■ Goal
Find each line in the records below that holds the word "green", and copy those lines out unchanged.

-- start of Provided information --

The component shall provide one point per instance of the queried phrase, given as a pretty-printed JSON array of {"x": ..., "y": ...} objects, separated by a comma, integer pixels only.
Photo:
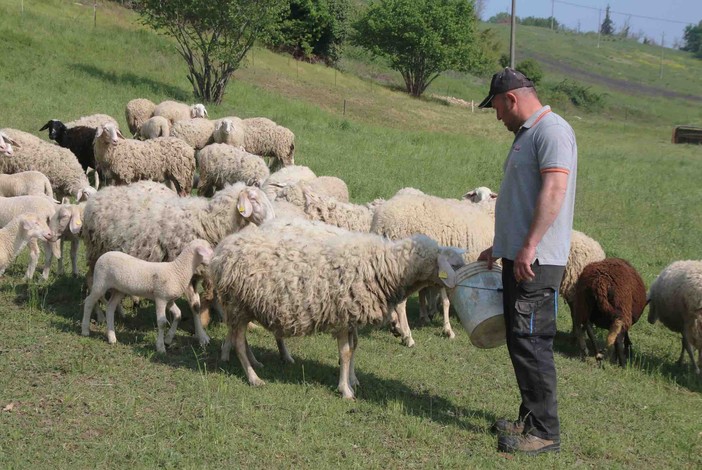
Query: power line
[{"x": 621, "y": 13}]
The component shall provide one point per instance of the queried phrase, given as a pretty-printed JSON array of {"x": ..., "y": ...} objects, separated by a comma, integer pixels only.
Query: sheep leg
[
  {"x": 175, "y": 311},
  {"x": 241, "y": 351},
  {"x": 446, "y": 304},
  {"x": 345, "y": 354},
  {"x": 110, "y": 314},
  {"x": 33, "y": 258},
  {"x": 283, "y": 351},
  {"x": 403, "y": 325}
]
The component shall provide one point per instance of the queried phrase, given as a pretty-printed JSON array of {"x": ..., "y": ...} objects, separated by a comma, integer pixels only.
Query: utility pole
[{"x": 512, "y": 34}]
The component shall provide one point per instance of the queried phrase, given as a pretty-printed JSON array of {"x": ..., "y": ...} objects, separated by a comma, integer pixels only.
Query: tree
[
  {"x": 213, "y": 36},
  {"x": 693, "y": 40},
  {"x": 421, "y": 38},
  {"x": 607, "y": 27}
]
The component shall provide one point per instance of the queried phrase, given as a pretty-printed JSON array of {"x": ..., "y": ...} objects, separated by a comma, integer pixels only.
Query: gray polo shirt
[{"x": 544, "y": 143}]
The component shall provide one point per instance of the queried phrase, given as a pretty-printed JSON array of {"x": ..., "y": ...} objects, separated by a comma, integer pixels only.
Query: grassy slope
[{"x": 78, "y": 401}]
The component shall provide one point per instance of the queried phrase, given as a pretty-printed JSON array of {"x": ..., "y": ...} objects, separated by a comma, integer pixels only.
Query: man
[{"x": 533, "y": 222}]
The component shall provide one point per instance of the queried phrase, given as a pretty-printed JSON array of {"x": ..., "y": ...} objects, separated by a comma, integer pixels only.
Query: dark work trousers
[{"x": 530, "y": 310}]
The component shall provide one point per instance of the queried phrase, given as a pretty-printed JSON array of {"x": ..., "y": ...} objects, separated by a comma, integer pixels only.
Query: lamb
[
  {"x": 157, "y": 126},
  {"x": 25, "y": 183},
  {"x": 229, "y": 130},
  {"x": 94, "y": 121},
  {"x": 175, "y": 111},
  {"x": 161, "y": 282},
  {"x": 449, "y": 221},
  {"x": 124, "y": 161},
  {"x": 609, "y": 294},
  {"x": 196, "y": 132},
  {"x": 77, "y": 139},
  {"x": 266, "y": 138},
  {"x": 17, "y": 233},
  {"x": 137, "y": 112},
  {"x": 148, "y": 221},
  {"x": 295, "y": 285},
  {"x": 221, "y": 164},
  {"x": 676, "y": 300},
  {"x": 56, "y": 163}
]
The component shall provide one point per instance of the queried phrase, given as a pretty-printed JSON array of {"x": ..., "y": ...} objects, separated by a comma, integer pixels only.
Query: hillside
[{"x": 74, "y": 402}]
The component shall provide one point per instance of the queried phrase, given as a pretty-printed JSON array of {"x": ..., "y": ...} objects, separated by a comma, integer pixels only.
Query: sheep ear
[{"x": 244, "y": 205}]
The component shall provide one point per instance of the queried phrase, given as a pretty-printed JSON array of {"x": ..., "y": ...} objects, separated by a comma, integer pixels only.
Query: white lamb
[
  {"x": 17, "y": 233},
  {"x": 675, "y": 298},
  {"x": 25, "y": 183},
  {"x": 163, "y": 283},
  {"x": 297, "y": 285},
  {"x": 175, "y": 111}
]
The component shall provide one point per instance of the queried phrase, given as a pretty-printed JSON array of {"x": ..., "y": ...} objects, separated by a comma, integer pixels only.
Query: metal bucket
[{"x": 477, "y": 299}]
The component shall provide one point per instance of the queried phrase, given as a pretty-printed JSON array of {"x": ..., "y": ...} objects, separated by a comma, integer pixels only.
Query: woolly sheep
[
  {"x": 266, "y": 138},
  {"x": 150, "y": 222},
  {"x": 175, "y": 111},
  {"x": 78, "y": 139},
  {"x": 609, "y": 294},
  {"x": 125, "y": 161},
  {"x": 449, "y": 221},
  {"x": 56, "y": 163},
  {"x": 157, "y": 126},
  {"x": 229, "y": 130},
  {"x": 94, "y": 121},
  {"x": 221, "y": 164},
  {"x": 196, "y": 132},
  {"x": 161, "y": 282},
  {"x": 137, "y": 112},
  {"x": 322, "y": 283},
  {"x": 25, "y": 183},
  {"x": 42, "y": 207},
  {"x": 675, "y": 298},
  {"x": 17, "y": 233}
]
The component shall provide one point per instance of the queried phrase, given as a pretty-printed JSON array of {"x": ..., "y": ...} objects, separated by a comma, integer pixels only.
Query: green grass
[{"x": 78, "y": 402}]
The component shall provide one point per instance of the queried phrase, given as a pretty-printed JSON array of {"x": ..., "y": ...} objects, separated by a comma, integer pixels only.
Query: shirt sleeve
[{"x": 555, "y": 148}]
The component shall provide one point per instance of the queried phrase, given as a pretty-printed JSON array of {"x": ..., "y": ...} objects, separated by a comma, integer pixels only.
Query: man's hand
[{"x": 486, "y": 255}]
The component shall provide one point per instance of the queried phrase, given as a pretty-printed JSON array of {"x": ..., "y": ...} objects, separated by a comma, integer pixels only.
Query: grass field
[{"x": 69, "y": 401}]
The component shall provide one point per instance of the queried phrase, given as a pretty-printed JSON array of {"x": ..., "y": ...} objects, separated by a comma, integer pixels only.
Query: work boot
[
  {"x": 505, "y": 426},
  {"x": 527, "y": 444}
]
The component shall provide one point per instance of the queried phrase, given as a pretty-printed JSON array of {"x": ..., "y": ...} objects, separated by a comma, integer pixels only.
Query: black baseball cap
[{"x": 505, "y": 80}]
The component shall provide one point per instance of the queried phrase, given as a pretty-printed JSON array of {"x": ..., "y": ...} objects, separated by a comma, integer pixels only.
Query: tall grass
[{"x": 79, "y": 402}]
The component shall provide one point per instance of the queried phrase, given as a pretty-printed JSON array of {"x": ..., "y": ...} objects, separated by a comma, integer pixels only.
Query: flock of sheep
[{"x": 273, "y": 242}]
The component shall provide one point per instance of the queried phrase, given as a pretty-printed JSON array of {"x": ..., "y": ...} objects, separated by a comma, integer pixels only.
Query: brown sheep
[{"x": 609, "y": 294}]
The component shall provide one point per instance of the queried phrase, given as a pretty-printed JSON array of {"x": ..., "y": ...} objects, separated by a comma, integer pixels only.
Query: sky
[{"x": 668, "y": 17}]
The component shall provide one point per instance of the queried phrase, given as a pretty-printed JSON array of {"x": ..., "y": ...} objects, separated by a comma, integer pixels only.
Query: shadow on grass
[{"x": 156, "y": 87}]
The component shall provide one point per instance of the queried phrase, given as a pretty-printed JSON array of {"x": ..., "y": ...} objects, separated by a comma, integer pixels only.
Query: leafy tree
[
  {"x": 693, "y": 40},
  {"x": 314, "y": 29},
  {"x": 607, "y": 27},
  {"x": 421, "y": 38},
  {"x": 213, "y": 36}
]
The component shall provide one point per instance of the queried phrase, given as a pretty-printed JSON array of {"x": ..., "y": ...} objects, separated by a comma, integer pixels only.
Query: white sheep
[
  {"x": 675, "y": 298},
  {"x": 25, "y": 183},
  {"x": 175, "y": 111},
  {"x": 165, "y": 159},
  {"x": 156, "y": 126},
  {"x": 449, "y": 221},
  {"x": 21, "y": 230},
  {"x": 266, "y": 138},
  {"x": 163, "y": 283},
  {"x": 229, "y": 130},
  {"x": 150, "y": 222},
  {"x": 137, "y": 112},
  {"x": 295, "y": 284},
  {"x": 221, "y": 164},
  {"x": 56, "y": 163},
  {"x": 42, "y": 207},
  {"x": 196, "y": 132}
]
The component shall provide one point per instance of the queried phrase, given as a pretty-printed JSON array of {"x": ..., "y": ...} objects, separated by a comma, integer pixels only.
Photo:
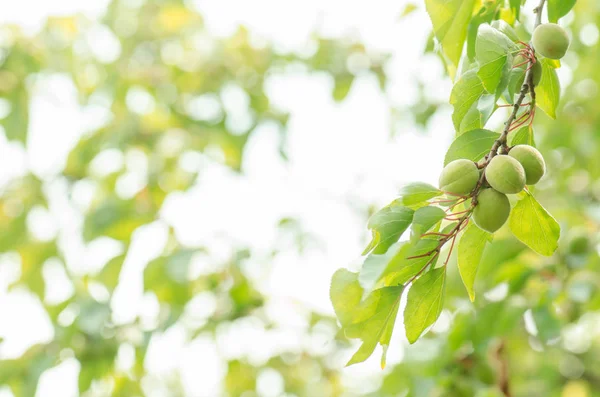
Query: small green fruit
[
  {"x": 505, "y": 174},
  {"x": 492, "y": 210},
  {"x": 459, "y": 177},
  {"x": 551, "y": 41},
  {"x": 531, "y": 160},
  {"x": 517, "y": 74}
]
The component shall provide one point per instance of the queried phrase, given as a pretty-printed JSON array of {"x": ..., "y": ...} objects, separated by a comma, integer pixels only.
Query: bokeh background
[{"x": 179, "y": 179}]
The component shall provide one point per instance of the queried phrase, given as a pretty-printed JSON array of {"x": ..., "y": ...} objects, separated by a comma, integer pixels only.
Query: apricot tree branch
[{"x": 528, "y": 87}]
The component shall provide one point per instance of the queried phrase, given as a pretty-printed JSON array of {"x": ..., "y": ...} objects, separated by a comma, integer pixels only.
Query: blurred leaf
[
  {"x": 547, "y": 325},
  {"x": 559, "y": 8},
  {"x": 450, "y": 19}
]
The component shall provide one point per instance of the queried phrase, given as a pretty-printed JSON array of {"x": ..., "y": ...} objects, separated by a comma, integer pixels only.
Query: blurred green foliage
[{"x": 168, "y": 58}]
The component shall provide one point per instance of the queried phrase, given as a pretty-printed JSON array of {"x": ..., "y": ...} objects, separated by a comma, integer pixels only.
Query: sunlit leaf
[
  {"x": 387, "y": 225},
  {"x": 472, "y": 145},
  {"x": 371, "y": 320},
  {"x": 466, "y": 91},
  {"x": 534, "y": 226},
  {"x": 424, "y": 303},
  {"x": 548, "y": 91},
  {"x": 450, "y": 19},
  {"x": 470, "y": 251}
]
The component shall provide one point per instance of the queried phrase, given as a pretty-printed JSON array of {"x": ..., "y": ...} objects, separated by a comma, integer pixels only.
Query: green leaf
[
  {"x": 505, "y": 28},
  {"x": 424, "y": 303},
  {"x": 387, "y": 225},
  {"x": 470, "y": 251},
  {"x": 450, "y": 19},
  {"x": 409, "y": 261},
  {"x": 484, "y": 15},
  {"x": 371, "y": 320},
  {"x": 548, "y": 91},
  {"x": 559, "y": 8},
  {"x": 424, "y": 219},
  {"x": 472, "y": 145},
  {"x": 417, "y": 193},
  {"x": 492, "y": 51},
  {"x": 522, "y": 136},
  {"x": 345, "y": 294},
  {"x": 374, "y": 266},
  {"x": 515, "y": 6},
  {"x": 534, "y": 226},
  {"x": 478, "y": 115},
  {"x": 467, "y": 91}
]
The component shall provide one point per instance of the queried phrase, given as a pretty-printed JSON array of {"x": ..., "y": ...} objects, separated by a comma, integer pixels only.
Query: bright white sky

-- end of Provided information --

■ Answer for the task
Query: green grass
Query: small green fruit
Query: blurred green foliage
Query: green leaf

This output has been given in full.